* AUFGABE STELLEN 1
Kannst du den Abschnitt der Einträge, der mit der Zeile beginnt, die „and white building?“ enthält, und bis zum Ende der Einträge reicht, unverändert wiedergeben? Die Anfangszeile und die letzte Zeile gehören dazu.

-------- TEXTAUSZUG

Die Gottesfrage ist wieder „in“. Die Antworten darauf sind mannigfaltig. Doch die einzige Möglichkeit, wirklich zu erfahren, wer Gott ist und wie Er ist, besteht darin, Jesus Christus kennenzulernen.
Für wen halten die Menschen den Menschensohn?“ So leitet Jesus selbst die vielleicht erste „Volksbefragung“ der Geschichte ein, lässt aber die verschiedenen Antworten Seiner Apostel „die einen für… die anderen für…“ nicht gelten, sondern leitet die Fragen um auf Seine Apostel: „Ihr aber, für wen haltet ihr mich?“ Und da ist zunächst wohl eine große, verlegene Stille entstanden.
Erst Petrus durchbricht sie mit der 2000 Jahre lang bis zu uns hin überraschenden Antwort (Mt 16,16): „Du bist der Messias, der Sohn des lebendigen Gottes!“ Und wenn wir heute die Antwort hören und sie weitersagen, verschlägt es auch uns Heutigen die Rede und wir getrauen uns kaum noch Stellung zu beziehen. Von den meisten, die sie hören, gilt dann das, was nach der Eucharistie-Rede geschah: „Viele seiner Jünger, die Ihm zuhörten, sagten: Was Er sagt, ist unerträglich. Wer kann das anhören?“ Und man versteht, was dann geschah, was eigentlich kommen musste. Viele „wanderten nicht mehr mit Ihm umher.“ (Joh 6,60)

----------------

* AUFGABE STELLEN 2
Warum wanderten laut dem Text über die Gottesfrage viele Jünger nicht mehr mit Jesus umher? Antworte in ein bis drei Sätzen.

-------- ÜBUNGSMATERIAL

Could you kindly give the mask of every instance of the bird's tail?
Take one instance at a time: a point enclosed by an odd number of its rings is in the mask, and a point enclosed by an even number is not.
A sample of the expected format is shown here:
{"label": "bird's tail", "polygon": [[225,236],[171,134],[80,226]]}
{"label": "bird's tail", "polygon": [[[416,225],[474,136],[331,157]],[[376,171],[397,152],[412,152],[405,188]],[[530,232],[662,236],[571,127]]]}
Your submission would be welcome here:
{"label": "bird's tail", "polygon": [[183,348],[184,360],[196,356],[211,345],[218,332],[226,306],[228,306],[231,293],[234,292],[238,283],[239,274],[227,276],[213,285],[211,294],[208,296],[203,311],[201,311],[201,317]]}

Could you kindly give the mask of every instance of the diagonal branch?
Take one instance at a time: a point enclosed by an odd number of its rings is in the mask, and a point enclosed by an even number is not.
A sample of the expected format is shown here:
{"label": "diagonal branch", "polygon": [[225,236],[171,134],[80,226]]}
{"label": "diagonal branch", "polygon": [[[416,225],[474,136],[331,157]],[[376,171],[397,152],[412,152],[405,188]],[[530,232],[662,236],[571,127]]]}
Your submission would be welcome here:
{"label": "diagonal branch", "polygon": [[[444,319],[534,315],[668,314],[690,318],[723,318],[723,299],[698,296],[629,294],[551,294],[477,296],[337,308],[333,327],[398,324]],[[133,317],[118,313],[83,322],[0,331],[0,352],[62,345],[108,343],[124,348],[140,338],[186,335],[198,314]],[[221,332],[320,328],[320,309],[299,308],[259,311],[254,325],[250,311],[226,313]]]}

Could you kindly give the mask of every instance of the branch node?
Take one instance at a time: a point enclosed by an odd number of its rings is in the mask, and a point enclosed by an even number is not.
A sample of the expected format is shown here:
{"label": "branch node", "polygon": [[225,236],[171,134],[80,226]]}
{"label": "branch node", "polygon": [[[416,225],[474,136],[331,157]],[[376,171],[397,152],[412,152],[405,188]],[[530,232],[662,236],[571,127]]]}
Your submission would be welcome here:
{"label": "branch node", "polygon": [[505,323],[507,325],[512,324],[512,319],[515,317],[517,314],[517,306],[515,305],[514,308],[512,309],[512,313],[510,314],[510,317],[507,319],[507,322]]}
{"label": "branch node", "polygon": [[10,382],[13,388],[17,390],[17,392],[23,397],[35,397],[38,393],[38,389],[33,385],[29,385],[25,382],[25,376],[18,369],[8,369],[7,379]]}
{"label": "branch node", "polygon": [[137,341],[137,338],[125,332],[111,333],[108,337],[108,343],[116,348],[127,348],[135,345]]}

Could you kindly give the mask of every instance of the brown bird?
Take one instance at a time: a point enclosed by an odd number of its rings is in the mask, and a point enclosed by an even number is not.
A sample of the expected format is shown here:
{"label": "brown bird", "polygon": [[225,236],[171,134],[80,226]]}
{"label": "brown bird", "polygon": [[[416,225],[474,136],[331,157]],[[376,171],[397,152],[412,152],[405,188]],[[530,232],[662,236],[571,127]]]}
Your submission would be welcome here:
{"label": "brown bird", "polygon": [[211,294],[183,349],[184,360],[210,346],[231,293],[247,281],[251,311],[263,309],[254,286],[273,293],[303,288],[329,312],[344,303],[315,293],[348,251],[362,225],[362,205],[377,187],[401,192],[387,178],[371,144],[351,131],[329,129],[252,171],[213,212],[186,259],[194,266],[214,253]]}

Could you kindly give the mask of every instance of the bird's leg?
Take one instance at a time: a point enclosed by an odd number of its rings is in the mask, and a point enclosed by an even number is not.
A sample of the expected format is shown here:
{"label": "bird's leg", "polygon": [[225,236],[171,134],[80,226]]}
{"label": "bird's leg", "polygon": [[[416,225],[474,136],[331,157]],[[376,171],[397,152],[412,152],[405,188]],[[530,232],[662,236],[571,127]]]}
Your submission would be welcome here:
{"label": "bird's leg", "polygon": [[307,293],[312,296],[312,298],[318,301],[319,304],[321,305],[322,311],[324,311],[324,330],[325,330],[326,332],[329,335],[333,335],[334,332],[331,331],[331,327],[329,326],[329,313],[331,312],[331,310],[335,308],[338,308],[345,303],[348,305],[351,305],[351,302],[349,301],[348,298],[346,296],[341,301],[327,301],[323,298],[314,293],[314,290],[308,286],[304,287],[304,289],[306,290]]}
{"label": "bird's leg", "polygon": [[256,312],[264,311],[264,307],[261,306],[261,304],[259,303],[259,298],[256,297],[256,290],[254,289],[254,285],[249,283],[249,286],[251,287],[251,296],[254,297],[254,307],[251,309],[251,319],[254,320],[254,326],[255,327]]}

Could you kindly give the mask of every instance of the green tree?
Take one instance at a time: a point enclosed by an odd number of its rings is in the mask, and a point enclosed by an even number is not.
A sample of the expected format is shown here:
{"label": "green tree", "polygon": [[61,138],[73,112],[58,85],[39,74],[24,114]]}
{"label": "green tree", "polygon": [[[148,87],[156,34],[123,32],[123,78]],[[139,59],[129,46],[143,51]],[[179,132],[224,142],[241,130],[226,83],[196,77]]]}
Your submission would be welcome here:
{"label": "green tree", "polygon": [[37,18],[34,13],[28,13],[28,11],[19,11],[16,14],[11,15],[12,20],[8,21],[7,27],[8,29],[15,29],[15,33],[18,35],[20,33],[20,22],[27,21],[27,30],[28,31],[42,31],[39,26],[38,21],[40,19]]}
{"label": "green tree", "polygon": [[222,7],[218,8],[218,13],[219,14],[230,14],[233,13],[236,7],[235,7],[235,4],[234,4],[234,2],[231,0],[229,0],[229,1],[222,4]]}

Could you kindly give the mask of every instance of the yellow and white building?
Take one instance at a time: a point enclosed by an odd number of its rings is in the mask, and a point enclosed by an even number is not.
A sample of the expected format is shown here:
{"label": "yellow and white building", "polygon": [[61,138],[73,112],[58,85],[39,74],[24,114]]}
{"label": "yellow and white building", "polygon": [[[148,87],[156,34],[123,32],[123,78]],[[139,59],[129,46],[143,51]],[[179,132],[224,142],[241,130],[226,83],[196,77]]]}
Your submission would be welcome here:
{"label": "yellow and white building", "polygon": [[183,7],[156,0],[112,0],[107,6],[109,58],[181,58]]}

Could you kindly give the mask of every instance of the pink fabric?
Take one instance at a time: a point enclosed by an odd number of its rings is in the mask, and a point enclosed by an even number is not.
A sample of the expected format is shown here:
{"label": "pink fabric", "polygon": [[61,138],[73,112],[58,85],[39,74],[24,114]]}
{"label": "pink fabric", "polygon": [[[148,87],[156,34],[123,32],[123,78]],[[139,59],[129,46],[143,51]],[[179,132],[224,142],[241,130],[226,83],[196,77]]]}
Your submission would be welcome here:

----------------

* LÖSUNG 1
Could you kindly give the mask of every instance of the yellow and white building?
Take one instance at a time: a point enclosed by an odd number of its rings is in the mask, and a point enclosed by an even number is not.
A sample of the expected format is shown here:
{"label": "yellow and white building", "polygon": [[61,138],[73,112],[58,85],[39,74],[24,114]]}
{"label": "yellow and white building", "polygon": [[[148,87],[156,34],[123,32],[123,78]],[[139,59],[129,46],[143,51]],[[179,132],[224,142],[241,130],[226,83],[196,77]]]}
Your submission would be welcome here:
{"label": "yellow and white building", "polygon": [[183,7],[156,0],[112,0],[107,6],[109,58],[181,58]]}

Could you kindly give the mask of every instance of the pink fabric?
Take one instance at a time: a point enclosed by an odd number of its rings is in the mask, and a point enclosed by an even number is not.
A sample of the expected format is shown here:
{"label": "pink fabric", "polygon": [[61,138],[73,112],[58,85],[39,74],[24,114]]}
{"label": "pink fabric", "polygon": [[[148,87],[156,34],[123,32],[123,78]],[[139,59],[129,46],[143,51]],[[179,132],[224,142],[241,130],[226,83],[196,77]]]}
Your submission would be welcome here:

* LÖSUNG 2
Nach der Eucharistie-Rede fanden viele Seiner Jünger das Gesagte unerträglich und fragten: „Wer kann das anhören?“ Darauf folgte, dass viele „nicht mehr mit Ihm umher“ wanderten.